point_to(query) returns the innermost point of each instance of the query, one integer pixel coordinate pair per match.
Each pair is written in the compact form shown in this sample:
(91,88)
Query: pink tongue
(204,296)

> **Task to carry out**:
Convert the records above into a numbered list with one line per item, and omit any blank lines.

> **Output for this exercise**:
1. point_to(query) returns the innermost point of each instance of the query, one integer pixel coordinate pair per match.
2. Each pair is written in the compact form shown in this sample:
3. (91,88)
4. Query: pink tongue
5. (204,296)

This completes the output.